Problem details:
Below are the records; retype each one exactly.

(Dataset entries)
*** Begin section ***
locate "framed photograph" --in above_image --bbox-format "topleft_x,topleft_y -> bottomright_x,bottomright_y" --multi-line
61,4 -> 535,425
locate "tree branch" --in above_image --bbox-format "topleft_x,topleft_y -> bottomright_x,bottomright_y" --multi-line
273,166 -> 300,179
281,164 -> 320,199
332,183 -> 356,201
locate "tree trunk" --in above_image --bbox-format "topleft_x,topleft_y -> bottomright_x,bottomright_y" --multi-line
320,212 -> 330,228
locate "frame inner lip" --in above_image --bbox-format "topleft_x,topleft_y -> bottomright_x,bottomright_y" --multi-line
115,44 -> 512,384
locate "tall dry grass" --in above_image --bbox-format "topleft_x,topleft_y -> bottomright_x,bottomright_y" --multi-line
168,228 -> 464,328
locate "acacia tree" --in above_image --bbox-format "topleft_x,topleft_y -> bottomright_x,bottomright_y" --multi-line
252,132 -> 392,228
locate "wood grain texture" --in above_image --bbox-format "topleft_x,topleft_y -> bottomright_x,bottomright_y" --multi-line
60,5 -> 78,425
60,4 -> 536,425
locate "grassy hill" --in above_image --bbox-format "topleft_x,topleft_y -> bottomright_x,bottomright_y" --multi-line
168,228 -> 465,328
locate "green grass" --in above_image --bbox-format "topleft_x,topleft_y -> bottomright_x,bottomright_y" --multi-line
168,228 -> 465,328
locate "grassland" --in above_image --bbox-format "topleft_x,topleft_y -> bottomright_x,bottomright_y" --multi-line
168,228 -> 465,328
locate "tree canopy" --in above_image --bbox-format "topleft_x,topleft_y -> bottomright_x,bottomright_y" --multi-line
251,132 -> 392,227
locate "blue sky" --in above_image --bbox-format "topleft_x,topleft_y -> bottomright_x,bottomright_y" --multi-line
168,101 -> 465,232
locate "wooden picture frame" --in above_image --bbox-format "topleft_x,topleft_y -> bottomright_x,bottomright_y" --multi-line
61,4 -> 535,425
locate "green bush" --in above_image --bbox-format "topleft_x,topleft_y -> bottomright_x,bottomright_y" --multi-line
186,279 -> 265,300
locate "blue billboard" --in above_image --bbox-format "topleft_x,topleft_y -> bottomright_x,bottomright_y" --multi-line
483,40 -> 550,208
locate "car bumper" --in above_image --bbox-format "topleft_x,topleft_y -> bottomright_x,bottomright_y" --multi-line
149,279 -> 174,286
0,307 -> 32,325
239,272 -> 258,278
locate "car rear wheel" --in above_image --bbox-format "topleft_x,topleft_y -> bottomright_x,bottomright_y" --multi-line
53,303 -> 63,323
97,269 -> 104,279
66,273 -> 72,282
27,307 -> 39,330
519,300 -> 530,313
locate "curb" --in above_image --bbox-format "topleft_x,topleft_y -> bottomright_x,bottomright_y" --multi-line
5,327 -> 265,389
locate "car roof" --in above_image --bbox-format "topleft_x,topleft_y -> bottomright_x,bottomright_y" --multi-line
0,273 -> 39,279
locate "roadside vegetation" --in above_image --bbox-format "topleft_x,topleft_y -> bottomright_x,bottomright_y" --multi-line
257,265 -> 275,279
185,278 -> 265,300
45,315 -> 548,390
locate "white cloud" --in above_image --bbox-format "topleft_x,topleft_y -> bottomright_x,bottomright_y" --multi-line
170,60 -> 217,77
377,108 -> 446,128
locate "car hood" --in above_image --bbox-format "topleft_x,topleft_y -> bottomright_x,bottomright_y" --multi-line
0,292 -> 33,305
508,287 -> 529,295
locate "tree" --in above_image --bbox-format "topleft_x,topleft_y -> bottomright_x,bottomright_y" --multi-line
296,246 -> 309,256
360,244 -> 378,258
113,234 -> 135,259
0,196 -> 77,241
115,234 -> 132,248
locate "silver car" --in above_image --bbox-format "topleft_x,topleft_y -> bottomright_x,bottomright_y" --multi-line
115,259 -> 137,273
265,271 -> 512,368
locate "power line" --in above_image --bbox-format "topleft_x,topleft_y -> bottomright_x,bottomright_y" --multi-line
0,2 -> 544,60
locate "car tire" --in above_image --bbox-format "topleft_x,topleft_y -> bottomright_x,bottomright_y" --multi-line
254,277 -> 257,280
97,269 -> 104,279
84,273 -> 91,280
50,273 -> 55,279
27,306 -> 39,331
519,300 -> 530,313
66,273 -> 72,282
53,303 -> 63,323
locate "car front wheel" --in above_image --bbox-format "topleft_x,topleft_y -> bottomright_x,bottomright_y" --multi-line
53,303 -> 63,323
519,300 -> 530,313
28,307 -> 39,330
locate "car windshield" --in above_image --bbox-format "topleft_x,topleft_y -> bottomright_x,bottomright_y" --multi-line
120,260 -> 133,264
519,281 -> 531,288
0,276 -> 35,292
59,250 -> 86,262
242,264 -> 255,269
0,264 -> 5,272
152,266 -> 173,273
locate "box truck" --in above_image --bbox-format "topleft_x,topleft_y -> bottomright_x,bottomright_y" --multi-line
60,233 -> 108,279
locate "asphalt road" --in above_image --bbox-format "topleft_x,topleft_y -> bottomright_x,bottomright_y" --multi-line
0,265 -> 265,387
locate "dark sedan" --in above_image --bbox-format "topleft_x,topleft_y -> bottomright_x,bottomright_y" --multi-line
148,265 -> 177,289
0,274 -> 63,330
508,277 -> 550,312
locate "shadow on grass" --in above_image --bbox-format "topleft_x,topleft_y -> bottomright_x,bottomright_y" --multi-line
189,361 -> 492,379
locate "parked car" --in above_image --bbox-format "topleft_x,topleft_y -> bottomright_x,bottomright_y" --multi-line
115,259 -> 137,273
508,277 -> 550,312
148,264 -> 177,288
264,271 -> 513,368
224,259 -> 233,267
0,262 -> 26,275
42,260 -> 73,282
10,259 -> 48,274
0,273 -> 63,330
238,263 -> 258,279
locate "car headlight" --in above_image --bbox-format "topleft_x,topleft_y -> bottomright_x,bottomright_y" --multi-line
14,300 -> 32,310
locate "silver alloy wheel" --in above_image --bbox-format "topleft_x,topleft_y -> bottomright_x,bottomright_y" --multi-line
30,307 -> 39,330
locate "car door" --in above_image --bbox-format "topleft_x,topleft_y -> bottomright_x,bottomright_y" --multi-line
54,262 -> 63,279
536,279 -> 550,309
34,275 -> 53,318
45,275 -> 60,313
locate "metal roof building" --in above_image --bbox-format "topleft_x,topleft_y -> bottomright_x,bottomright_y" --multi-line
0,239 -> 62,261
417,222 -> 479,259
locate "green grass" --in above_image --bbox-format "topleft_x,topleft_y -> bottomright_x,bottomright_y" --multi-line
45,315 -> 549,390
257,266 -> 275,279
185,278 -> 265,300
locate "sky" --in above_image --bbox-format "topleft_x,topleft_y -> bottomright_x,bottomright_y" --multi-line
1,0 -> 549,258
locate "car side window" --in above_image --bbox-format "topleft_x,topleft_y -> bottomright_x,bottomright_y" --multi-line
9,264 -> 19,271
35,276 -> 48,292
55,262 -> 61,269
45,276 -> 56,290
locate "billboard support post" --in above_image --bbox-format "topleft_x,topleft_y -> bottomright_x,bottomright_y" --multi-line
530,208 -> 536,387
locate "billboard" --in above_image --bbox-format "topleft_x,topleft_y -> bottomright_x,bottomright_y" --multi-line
*** End section ***
Response to the exercise:
locate "framed photograph" --in above_image --bbox-format "topleft_x,topleft_y -> bottomright_x,bottomright_y" --multi-line
61,4 -> 535,425
locate "tree branch" --in above_image --bbox-format "topleft_x,topleft_y -> bottomright_x,bottomright_y" --multi-line
273,166 -> 300,179
281,164 -> 320,199
332,183 -> 356,201
locate "tree trunk" --in above_image --bbox-format "topleft_x,topleft_y -> bottomright_x,bottomright_y" --multi-line
320,212 -> 330,228
locate "frame inner lip" --in above_image --bbox-format "topleft_x,topleft_y -> bottomright_x,bottomright_y" --multi-line
115,44 -> 512,384
locate "tall dry grass" --in above_image --bbox-format "topleft_x,topleft_y -> bottomright_x,bottomright_y" --multi-line
168,228 -> 464,328
locate "acacia tree" --in above_image --bbox-format "topleft_x,topleft_y -> bottomright_x,bottomright_y" --multi-line
252,132 -> 392,228
locate "wood grain texture" --in above_image --bbox-format "topleft_x,topleft_y -> bottomright_x,bottomright_y" --multi-line
60,5 -> 78,425
60,4 -> 536,425
locate "grassy hill" --in above_image --bbox-format "topleft_x,topleft_y -> bottomright_x,bottomright_y" --multi-line
168,228 -> 465,328
locate "green grass" --in above_image --bbox-format "topleft_x,topleft_y -> bottomright_x,bottomright_y" --multi-line
168,228 -> 465,328
locate "grassland" --in above_image --bbox-format "topleft_x,topleft_y -> bottomright_x,bottomright_y" --multi-line
168,228 -> 465,328
locate "tree canopy" --in above_image --bbox-format "topleft_x,topleft_y -> bottomright_x,bottomright_y" --multi-line
251,132 -> 392,227
locate "blue sky" --in above_image --bbox-format "topleft_x,topleft_y -> bottomright_x,bottomright_y" --multi-line
168,101 -> 465,232
locate "wooden picture frame" --in above_image --bbox-format "topleft_x,topleft_y -> bottomright_x,bottomright_y" --multi-line
61,4 -> 535,425
locate "green bush" --in above_image --bbox-format "topleft_x,topleft_y -> bottomright_x,bottomright_y" --multi-line
186,279 -> 265,300
locate "blue billboard" --in above_image --bbox-format "topleft_x,topleft_y -> bottomright_x,bottomright_y" --multi-line
483,40 -> 550,208
locate "car bumper" --in above_image --bbox-format "topleft_x,topleft_y -> bottomright_x,bottomright_y" --multi-line
149,279 -> 174,286
0,307 -> 32,325
239,272 -> 258,278
locate "car rear wheel" --in above_image --bbox-format "topleft_x,topleft_y -> bottomright_x,bottomright_y" --multi-line
53,303 -> 63,323
97,269 -> 104,279
66,273 -> 72,282
27,307 -> 39,330
519,300 -> 530,313
locate "curb" --in above_image --bbox-format "topleft_x,topleft_y -> bottomright_x,bottomright_y" --multi-line
5,327 -> 265,389
locate "car roof" --in above_image --bbox-format "topleft_x,topleft_y -> bottomright_x,bottomright_y" --multi-line
0,273 -> 39,279
locate "roadside vegetation" --in above_image --bbox-format "topleft_x,topleft_y -> bottomright_x,bottomright_y" --multi-line
257,265 -> 275,279
185,278 -> 265,300
45,315 -> 548,390
locate "white cloud" --in above_image --bbox-format "topleft_x,topleft_y -> bottomright_x,bottomright_y" --multi-line
170,60 -> 217,77
377,108 -> 446,128
locate "car hood" --in above_image --bbox-format "topleft_x,topleft_y -> bottomright_x,bottomright_y" --multi-line
0,292 -> 33,305
508,287 -> 529,295
locate "tree" --in above_image --bbox-format "topleft_x,topleft_y -> bottomright_x,bottomright_y" --multi-line
296,246 -> 309,256
360,244 -> 378,258
113,234 -> 135,259
0,196 -> 77,241
115,234 -> 132,248
locate "silver car" --in above_image --bbox-format "topleft_x,topleft_y -> bottomright_x,bottomright_y" --multi-line
115,259 -> 137,273
265,271 -> 512,368
locate "power line" --in above_image --bbox-format "topleft_x,topleft_y -> bottomright_x,bottomright_y" --multi-line
0,2 -> 544,60
locate "car tire" --in above_image --bbox-format "topleft_x,topleft_y -> bottomright_x,bottomright_y" --multi-line
254,277 -> 257,280
97,269 -> 104,279
84,273 -> 91,280
50,273 -> 55,279
27,306 -> 39,331
519,300 -> 530,313
66,273 -> 72,282
53,303 -> 63,323
locate "car front wheel" --in above_image --bbox-format "topleft_x,topleft_y -> bottomright_x,bottomright_y" --multi-line
53,303 -> 63,323
519,300 -> 530,313
28,307 -> 39,330
locate "car windshield" --in above_image --bbox-format "topleft_x,topleft_y -> bottomright_x,bottomright_y" --multi-line
120,260 -> 133,264
519,281 -> 531,288
0,276 -> 35,292
59,250 -> 86,262
242,264 -> 255,269
0,264 -> 5,272
152,266 -> 173,273
locate "box truck" --in above_image --bbox-format "topleft_x,topleft_y -> bottomright_x,bottomright_y" --multi-line
60,233 -> 108,279
locate "asphalt road" --in above_image --bbox-format "topleft_x,topleft_y -> bottomright_x,bottomright_y" --multi-line
0,265 -> 265,387
locate "dark sedan" --in above_image --bbox-format "topleft_x,topleft_y -> bottomright_x,bottomright_y" --multi-line
148,265 -> 177,289
0,274 -> 63,330
508,277 -> 550,312
locate "shadow on grass" --in above_image --bbox-format "topleft_x,topleft_y -> bottomright_x,bottomright_y" --multi-line
189,361 -> 492,379
locate "parked car" --in above_image --bbox-format "topleft_x,topleft_y -> bottomright_x,bottomright_y" --multi-line
115,259 -> 137,273
508,277 -> 550,312
148,264 -> 177,288
264,271 -> 513,368
224,259 -> 233,267
0,262 -> 26,275
42,260 -> 73,282
10,259 -> 48,274
0,273 -> 63,330
238,263 -> 258,279
locate "car headlight" --in above_image --bbox-format "topleft_x,topleft_y -> bottomright_x,bottomright_y" --multi-line
14,300 -> 32,310
locate "silver alloy wheel" --in above_image --bbox-format "topleft_x,topleft_y -> bottomright_x,bottomright_y" --multi-line
30,307 -> 39,330
locate "car door" --in above_image --bbox-format "topleft_x,topleft_y -> bottomright_x,bottomright_y" --multi-line
54,262 -> 63,279
536,279 -> 550,309
34,275 -> 53,318
45,275 -> 60,313
locate "metal roof building" --in above_image --bbox-format "topleft_x,topleft_y -> bottomright_x,bottomright_y" --multi-line
0,239 -> 62,261
417,222 -> 479,259
locate "green grass" --in above_image --bbox-format "topleft_x,topleft_y -> bottomright_x,bottomright_y" --multi-line
45,315 -> 549,390
257,266 -> 275,279
185,278 -> 265,300
locate "sky" --in above_image --bbox-format "topleft_x,topleft_y -> bottomright_x,bottomright_y" --multi-line
1,0 -> 549,258
locate "car side window" --in above_image --bbox-format "topleft_x,topleft_y -> bottomright_x,bottomright_y" --multi-line
9,264 -> 19,271
35,276 -> 48,292
55,262 -> 61,269
45,276 -> 56,290
locate "billboard support post" --in above_image --bbox-format "topleft_x,topleft_y -> bottomright_x,bottomright_y" --multi-line
530,208 -> 536,387
locate "billboard" --in above_image --bbox-format "topleft_x,topleft_y -> bottomright_x,bottomright_y" --multi-line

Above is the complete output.